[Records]
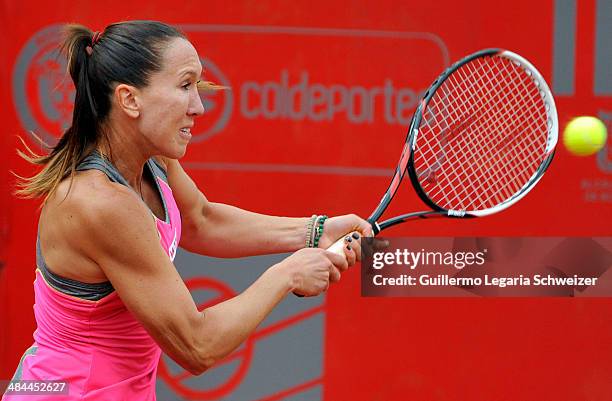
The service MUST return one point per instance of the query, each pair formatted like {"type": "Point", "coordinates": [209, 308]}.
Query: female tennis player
{"type": "Point", "coordinates": [117, 202]}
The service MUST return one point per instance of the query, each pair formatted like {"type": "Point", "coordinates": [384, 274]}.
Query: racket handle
{"type": "Point", "coordinates": [337, 247]}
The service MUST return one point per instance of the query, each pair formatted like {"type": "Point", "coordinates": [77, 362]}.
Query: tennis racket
{"type": "Point", "coordinates": [480, 139]}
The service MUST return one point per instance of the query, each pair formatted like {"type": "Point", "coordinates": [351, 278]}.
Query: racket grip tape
{"type": "Point", "coordinates": [337, 248]}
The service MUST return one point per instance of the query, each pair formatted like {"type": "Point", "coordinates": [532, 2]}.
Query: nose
{"type": "Point", "coordinates": [196, 108]}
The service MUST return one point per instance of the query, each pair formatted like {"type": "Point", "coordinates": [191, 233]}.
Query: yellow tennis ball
{"type": "Point", "coordinates": [584, 136]}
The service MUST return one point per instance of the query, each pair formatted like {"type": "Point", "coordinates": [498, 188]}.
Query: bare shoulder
{"type": "Point", "coordinates": [96, 211]}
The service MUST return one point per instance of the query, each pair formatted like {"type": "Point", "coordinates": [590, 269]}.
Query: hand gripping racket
{"type": "Point", "coordinates": [480, 139]}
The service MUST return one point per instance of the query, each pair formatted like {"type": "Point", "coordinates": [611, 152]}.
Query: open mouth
{"type": "Point", "coordinates": [185, 133]}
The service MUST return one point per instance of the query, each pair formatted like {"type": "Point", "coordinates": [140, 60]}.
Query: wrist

_SET TASK:_ Transcribe the whole listing, character for character, but not its images.

_COMPLETE ANSWER:_
The service MUST return one point per instance of the query, each pair formatted like {"type": "Point", "coordinates": [209, 308]}.
Query: female tennis player
{"type": "Point", "coordinates": [117, 202]}
The service MUST return one point per instance of the query, each pair formatted like {"type": "Point", "coordinates": [384, 274]}.
Query: racket handle
{"type": "Point", "coordinates": [337, 247]}
The service MUST return one point per instance of the query, each pair formatted like {"type": "Point", "coordinates": [77, 362]}.
Query: tennis racket
{"type": "Point", "coordinates": [480, 139]}
The service MUST return one point per instance of the query, each pair formatted like {"type": "Point", "coordinates": [351, 278]}.
Query: racket grip tape
{"type": "Point", "coordinates": [337, 248]}
The service MUST return one point per instance of the query, each pair formatted like {"type": "Point", "coordinates": [532, 2]}.
Query: nose
{"type": "Point", "coordinates": [196, 108]}
The service MUST return one point per instance of the query, each pair formatted like {"type": "Point", "coordinates": [191, 233]}.
Query: yellow tennis ball
{"type": "Point", "coordinates": [584, 136]}
The service MUST return one point per instance of the query, each pair formatted like {"type": "Point", "coordinates": [498, 188]}.
Query: bare shoulder
{"type": "Point", "coordinates": [96, 211]}
The service MUST return one point per instance of the query, each pair formatted like {"type": "Point", "coordinates": [590, 269]}.
Query: hand gripping racket
{"type": "Point", "coordinates": [480, 139]}
The service MUST return one point per instance of the query, each pair formatted like {"type": "Point", "coordinates": [611, 152]}.
Query: open mouth
{"type": "Point", "coordinates": [185, 133]}
The service MUST return one point per instance of the query, each pair formatted like {"type": "Point", "coordinates": [140, 60]}.
Query: wrist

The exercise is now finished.